### Written request
Only the lines from the one containing "Class, indicate each instance of the patterned" through the final line of the material below should be output, exactly as they stand.
** Start of Data provided **
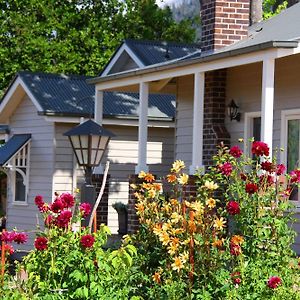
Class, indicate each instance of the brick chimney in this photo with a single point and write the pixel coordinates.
(223, 22)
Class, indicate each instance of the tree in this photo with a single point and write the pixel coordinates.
(77, 36)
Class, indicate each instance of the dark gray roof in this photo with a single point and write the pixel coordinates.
(153, 52)
(12, 146)
(63, 95)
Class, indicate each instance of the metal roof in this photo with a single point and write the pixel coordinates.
(12, 146)
(62, 95)
(153, 52)
(281, 31)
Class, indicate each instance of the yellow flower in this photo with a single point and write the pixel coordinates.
(178, 165)
(142, 174)
(183, 179)
(156, 277)
(237, 240)
(151, 193)
(211, 203)
(171, 178)
(177, 265)
(210, 185)
(219, 223)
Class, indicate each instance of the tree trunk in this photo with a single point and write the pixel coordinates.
(255, 11)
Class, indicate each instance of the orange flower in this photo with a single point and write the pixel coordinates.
(171, 178)
(156, 277)
(237, 240)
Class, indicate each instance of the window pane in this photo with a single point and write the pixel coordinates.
(20, 188)
(293, 145)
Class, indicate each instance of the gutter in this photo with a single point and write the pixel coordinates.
(187, 62)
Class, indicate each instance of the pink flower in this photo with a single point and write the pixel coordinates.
(7, 236)
(233, 207)
(20, 237)
(267, 166)
(251, 188)
(9, 248)
(64, 218)
(235, 249)
(87, 241)
(260, 149)
(85, 209)
(235, 151)
(41, 243)
(274, 282)
(67, 199)
(280, 169)
(225, 168)
(57, 205)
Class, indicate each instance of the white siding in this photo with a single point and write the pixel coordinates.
(122, 154)
(26, 120)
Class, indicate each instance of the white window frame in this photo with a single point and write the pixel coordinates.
(248, 129)
(286, 115)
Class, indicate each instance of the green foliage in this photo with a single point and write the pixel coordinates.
(77, 36)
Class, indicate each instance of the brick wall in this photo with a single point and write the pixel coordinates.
(214, 130)
(223, 22)
(102, 210)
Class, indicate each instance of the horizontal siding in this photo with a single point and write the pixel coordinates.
(26, 120)
(122, 154)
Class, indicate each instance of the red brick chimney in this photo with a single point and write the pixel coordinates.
(223, 22)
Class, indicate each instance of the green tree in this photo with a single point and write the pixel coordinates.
(77, 36)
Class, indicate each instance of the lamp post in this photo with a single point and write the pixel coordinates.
(89, 141)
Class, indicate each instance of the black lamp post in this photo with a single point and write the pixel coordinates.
(89, 141)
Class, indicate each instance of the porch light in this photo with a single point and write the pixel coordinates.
(233, 111)
(89, 141)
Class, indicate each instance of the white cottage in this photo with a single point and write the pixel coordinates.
(257, 67)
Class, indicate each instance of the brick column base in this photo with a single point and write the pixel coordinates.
(102, 210)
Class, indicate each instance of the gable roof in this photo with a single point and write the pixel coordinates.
(62, 95)
(281, 31)
(145, 53)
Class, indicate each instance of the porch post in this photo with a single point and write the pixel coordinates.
(143, 128)
(98, 106)
(267, 102)
(198, 110)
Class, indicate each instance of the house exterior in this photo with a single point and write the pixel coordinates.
(256, 66)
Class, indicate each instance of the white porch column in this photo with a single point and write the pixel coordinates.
(143, 128)
(98, 106)
(198, 114)
(267, 102)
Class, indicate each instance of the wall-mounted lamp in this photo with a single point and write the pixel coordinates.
(233, 111)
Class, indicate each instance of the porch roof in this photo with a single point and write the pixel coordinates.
(12, 147)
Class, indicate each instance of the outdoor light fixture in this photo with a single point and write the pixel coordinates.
(233, 112)
(89, 141)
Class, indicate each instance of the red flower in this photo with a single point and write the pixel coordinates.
(38, 200)
(87, 241)
(236, 277)
(274, 282)
(251, 188)
(235, 151)
(233, 207)
(260, 149)
(243, 176)
(64, 218)
(7, 236)
(9, 249)
(41, 243)
(280, 169)
(235, 249)
(225, 168)
(67, 199)
(57, 205)
(267, 166)
(20, 237)
(85, 209)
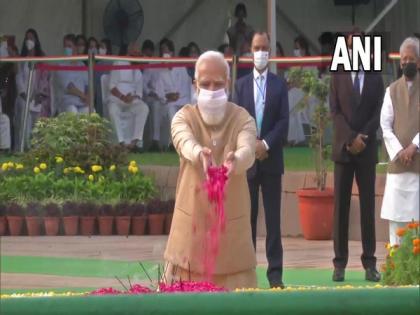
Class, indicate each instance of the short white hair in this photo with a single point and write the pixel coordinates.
(212, 55)
(411, 42)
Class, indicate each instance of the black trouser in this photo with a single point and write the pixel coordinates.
(365, 173)
(271, 193)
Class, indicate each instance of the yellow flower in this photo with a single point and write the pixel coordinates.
(133, 169)
(78, 169)
(96, 168)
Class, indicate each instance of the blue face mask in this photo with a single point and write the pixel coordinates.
(68, 51)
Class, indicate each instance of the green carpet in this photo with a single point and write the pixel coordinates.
(122, 269)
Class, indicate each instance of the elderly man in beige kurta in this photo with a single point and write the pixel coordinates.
(215, 132)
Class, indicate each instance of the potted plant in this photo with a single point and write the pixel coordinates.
(70, 218)
(105, 219)
(3, 220)
(156, 218)
(15, 218)
(32, 218)
(139, 219)
(316, 204)
(87, 218)
(52, 219)
(170, 206)
(123, 218)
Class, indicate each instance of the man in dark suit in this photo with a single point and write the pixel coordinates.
(264, 95)
(355, 101)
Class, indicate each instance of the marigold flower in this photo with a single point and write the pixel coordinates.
(401, 232)
(96, 168)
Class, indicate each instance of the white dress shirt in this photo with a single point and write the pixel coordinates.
(260, 89)
(128, 81)
(401, 194)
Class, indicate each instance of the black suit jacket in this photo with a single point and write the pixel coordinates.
(275, 124)
(352, 115)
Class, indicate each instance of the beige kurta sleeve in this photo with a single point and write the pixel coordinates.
(183, 138)
(245, 152)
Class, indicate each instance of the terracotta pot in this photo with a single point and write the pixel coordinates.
(71, 225)
(106, 223)
(123, 225)
(156, 223)
(33, 225)
(87, 225)
(15, 225)
(52, 225)
(138, 225)
(168, 222)
(3, 225)
(316, 210)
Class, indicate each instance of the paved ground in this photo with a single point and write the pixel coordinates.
(298, 253)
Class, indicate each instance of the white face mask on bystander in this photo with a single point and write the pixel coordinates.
(212, 105)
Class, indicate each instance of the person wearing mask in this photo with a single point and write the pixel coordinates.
(73, 84)
(127, 110)
(151, 88)
(240, 32)
(400, 128)
(355, 104)
(175, 82)
(264, 95)
(92, 45)
(212, 132)
(39, 100)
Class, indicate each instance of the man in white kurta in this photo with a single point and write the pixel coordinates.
(400, 126)
(127, 111)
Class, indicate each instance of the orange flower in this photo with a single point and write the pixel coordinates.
(401, 232)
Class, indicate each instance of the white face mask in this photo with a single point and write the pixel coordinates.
(212, 105)
(260, 59)
(3, 49)
(30, 44)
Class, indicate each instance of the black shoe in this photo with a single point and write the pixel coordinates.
(372, 275)
(277, 284)
(338, 274)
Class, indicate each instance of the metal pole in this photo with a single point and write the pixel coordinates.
(26, 109)
(234, 73)
(272, 30)
(91, 96)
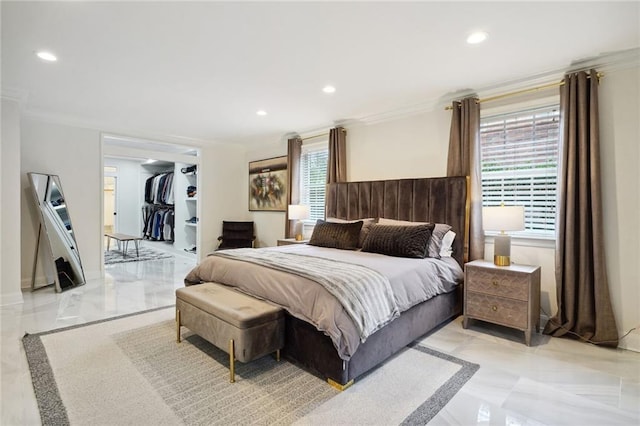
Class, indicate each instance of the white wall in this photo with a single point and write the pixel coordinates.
(222, 193)
(416, 146)
(74, 154)
(129, 195)
(10, 217)
(270, 226)
(620, 157)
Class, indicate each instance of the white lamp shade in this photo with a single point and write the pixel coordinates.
(298, 212)
(503, 218)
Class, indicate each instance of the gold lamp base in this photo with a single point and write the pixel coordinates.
(501, 260)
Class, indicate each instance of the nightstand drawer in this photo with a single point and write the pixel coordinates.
(499, 283)
(509, 312)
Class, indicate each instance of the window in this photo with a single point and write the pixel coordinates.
(519, 155)
(313, 178)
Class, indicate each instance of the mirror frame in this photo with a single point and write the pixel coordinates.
(55, 221)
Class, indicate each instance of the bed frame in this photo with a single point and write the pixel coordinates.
(438, 200)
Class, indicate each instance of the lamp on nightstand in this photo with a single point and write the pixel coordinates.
(298, 212)
(502, 218)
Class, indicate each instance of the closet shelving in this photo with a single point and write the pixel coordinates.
(186, 185)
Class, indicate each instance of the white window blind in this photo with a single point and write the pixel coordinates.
(520, 164)
(313, 178)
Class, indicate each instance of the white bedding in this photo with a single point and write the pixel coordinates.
(412, 281)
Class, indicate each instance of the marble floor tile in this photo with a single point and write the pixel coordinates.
(553, 382)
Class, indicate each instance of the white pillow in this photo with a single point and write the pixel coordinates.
(447, 242)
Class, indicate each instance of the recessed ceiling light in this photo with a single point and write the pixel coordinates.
(477, 37)
(46, 56)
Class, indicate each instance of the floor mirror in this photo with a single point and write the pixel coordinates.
(56, 244)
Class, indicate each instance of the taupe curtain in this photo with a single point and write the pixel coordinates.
(464, 160)
(294, 149)
(337, 165)
(584, 306)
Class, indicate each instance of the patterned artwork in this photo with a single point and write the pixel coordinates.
(268, 184)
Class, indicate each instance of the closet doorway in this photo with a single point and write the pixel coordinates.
(150, 192)
(110, 207)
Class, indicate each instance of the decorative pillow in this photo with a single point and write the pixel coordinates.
(366, 226)
(447, 244)
(336, 235)
(435, 245)
(399, 241)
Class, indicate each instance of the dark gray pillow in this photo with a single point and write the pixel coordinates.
(399, 241)
(343, 236)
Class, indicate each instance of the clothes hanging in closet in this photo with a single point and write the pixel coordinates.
(158, 189)
(158, 223)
** End of Data provided **
### Written response
Class, indicate each instance of the patterned artwork in this photo with a single point and write the pixel coordinates.
(268, 184)
Class, indicate each instance of the closet doorway in this photo with a single point and write the pixel coordinates.
(150, 192)
(110, 207)
Class, indicate each instance of the decorative pillow in this photo with a single point and write the pixel coordinates.
(366, 226)
(447, 244)
(336, 235)
(435, 245)
(399, 241)
Class, indicate each instance of the dark gray pillow in this photo with a single point and write the pixel coordinates.
(399, 241)
(343, 236)
Class, indicate each instance of the clothes hanging in closet in this photo with a single point and write the pixel coordinates.
(158, 189)
(158, 223)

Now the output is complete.